WHAT IS EXPECTED >> Copy out all the lines of the data precisely, omitting any pictures.

(Dataset entries)

------------

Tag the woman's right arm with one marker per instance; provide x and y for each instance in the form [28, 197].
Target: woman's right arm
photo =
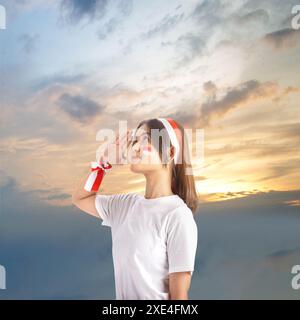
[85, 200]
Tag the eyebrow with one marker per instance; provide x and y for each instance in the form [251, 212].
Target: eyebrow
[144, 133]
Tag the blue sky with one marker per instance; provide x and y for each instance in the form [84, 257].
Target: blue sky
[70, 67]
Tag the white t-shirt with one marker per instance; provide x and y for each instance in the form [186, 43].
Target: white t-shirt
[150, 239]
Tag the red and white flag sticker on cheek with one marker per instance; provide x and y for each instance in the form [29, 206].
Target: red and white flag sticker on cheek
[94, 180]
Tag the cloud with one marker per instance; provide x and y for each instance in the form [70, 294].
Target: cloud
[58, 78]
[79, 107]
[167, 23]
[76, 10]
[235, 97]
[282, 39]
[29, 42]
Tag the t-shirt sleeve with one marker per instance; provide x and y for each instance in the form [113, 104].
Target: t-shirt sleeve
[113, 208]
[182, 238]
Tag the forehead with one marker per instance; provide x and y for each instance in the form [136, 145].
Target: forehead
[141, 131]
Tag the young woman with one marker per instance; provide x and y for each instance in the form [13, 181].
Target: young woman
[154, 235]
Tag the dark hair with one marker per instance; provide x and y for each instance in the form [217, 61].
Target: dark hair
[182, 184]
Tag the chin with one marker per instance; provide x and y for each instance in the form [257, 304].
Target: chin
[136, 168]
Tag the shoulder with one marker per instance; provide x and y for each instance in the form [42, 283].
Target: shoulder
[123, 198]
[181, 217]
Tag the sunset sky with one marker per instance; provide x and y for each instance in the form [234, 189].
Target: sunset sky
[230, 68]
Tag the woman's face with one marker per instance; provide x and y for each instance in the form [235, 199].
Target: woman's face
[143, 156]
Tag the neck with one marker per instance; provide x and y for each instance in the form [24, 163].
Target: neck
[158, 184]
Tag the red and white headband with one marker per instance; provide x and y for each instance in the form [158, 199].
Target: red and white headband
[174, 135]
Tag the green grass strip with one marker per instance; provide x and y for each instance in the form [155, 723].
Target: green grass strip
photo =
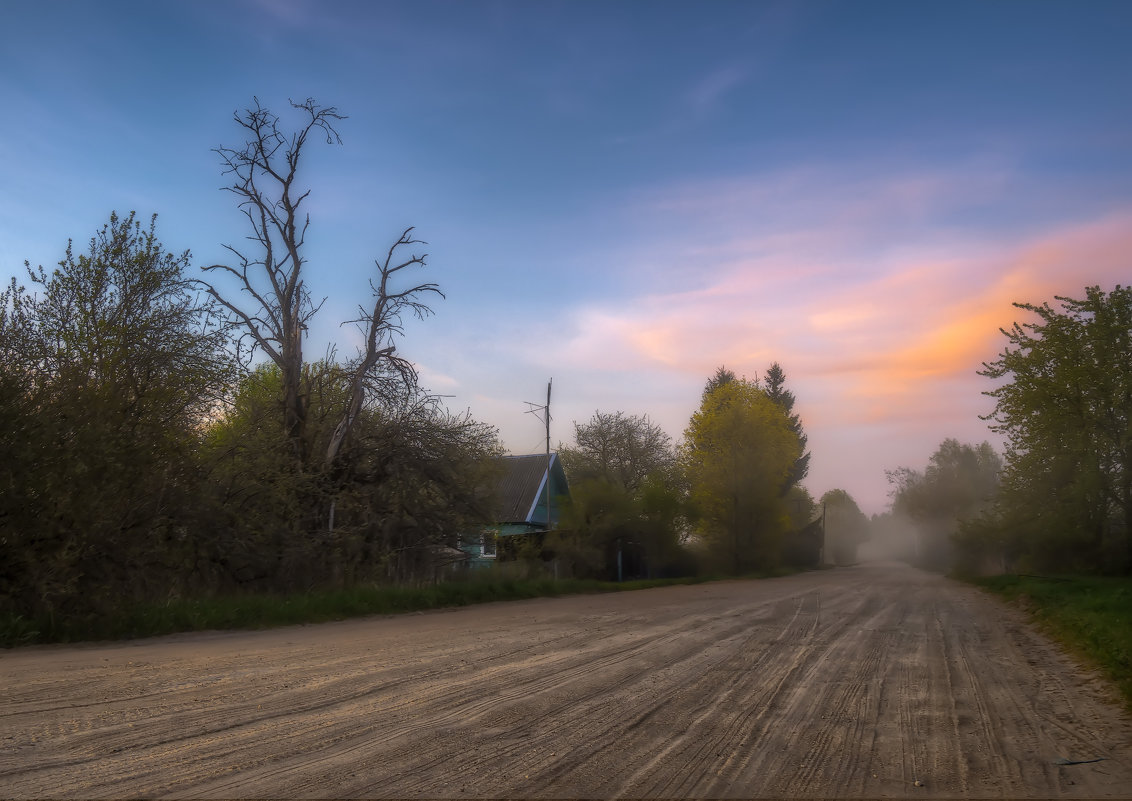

------------

RESPONSE BELOW >>
Tag the woman's right arm with one marker per instance; provide x and y for each instance in the form [28, 197].
Target: woman's right arm
photo =
[85, 200]
Tag the eyebrow with one marker per instance; provide x and y for each instance in the form [251, 212].
Target: eyebrow
[144, 133]
Tag the blue sky with one marker per instance; provide x and y for each instance in the form [84, 257].
Target: blue sky
[70, 67]
Tag the white t-shirt with one marker per instance; provide x and y for each instance in the form [186, 43].
Target: white t-shirt
[150, 239]
Tag the red and white flag sticker on cheek with one marker per instance; provide x and y for each instance in the form [29, 206].
Target: red and white flag sticker on cheek
[94, 180]
Tag the cloud with one marker per instance; provide x and y for each instance in the form [70, 294].
Target: cloud
[58, 78]
[79, 107]
[167, 23]
[76, 10]
[235, 97]
[282, 39]
[29, 42]
Tag the t-shirt sleeve with one marker per instance; provide x and y for each instance in the form [113, 104].
Target: t-shirt sleeve
[113, 208]
[182, 238]
Tag the forehead with one marker per instance; provide x and y for each instance in the form [136, 145].
Target: forehead
[141, 131]
Tag the young woman with one marker per instance; provide x and y for each instance in the form [13, 181].
Target: young woman
[154, 235]
Tag the dark hair with one marker per instance; provide x and y for each instance in the form [217, 61].
Target: dark hair
[182, 184]
Tag the chin with one marker per instance; provide x and y for each instance in the form [257, 304].
Target: chin
[136, 168]
Tag the shoulder with one marker per instance; provide x and y for each instance in the form [42, 283].
Target: shoulder
[123, 198]
[181, 217]
Tag the sunset sky with one marker per instance; provide x and y for each instance in the form [234, 189].
Target: sunset sky
[230, 68]
Tag the woman's face with one marker per instance; provide x and y for each instance in the form [235, 199].
Target: woman's face
[143, 156]
Tag the neck with one marker per instance; provide x and y for each instance in the form [24, 163].
Target: neck
[158, 184]
Tag the red and white headband with one marker per instance; provide x and y for each instance in the form [158, 199].
Target: red and white headband
[174, 135]
Tag the green grass strip with one marker per instance; provide x and y for each instance in the form [155, 723].
Target: green grass strip
photo =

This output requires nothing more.